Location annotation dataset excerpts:

○ ○ ○ ○

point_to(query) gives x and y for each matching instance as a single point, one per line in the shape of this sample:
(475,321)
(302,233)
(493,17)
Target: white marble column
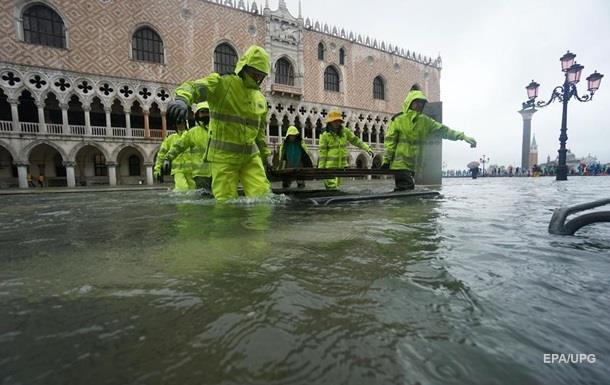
(128,123)
(64,117)
(149,173)
(87,110)
(111,173)
(42,127)
(146,113)
(22,173)
(163,124)
(107,110)
(70,177)
(15,114)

○ ○ ○ ○

→ **Objective**
Without including any pictures, print all of the material exactly as given.

→ **Response to this task**
point_to(query) gives x and y for each matching instance as a single point, one per line in the shape of this sample:
(475,321)
(302,233)
(493,17)
Target: white marble column
(128,123)
(64,117)
(149,173)
(87,110)
(111,173)
(42,127)
(146,113)
(22,173)
(163,124)
(107,110)
(70,177)
(15,114)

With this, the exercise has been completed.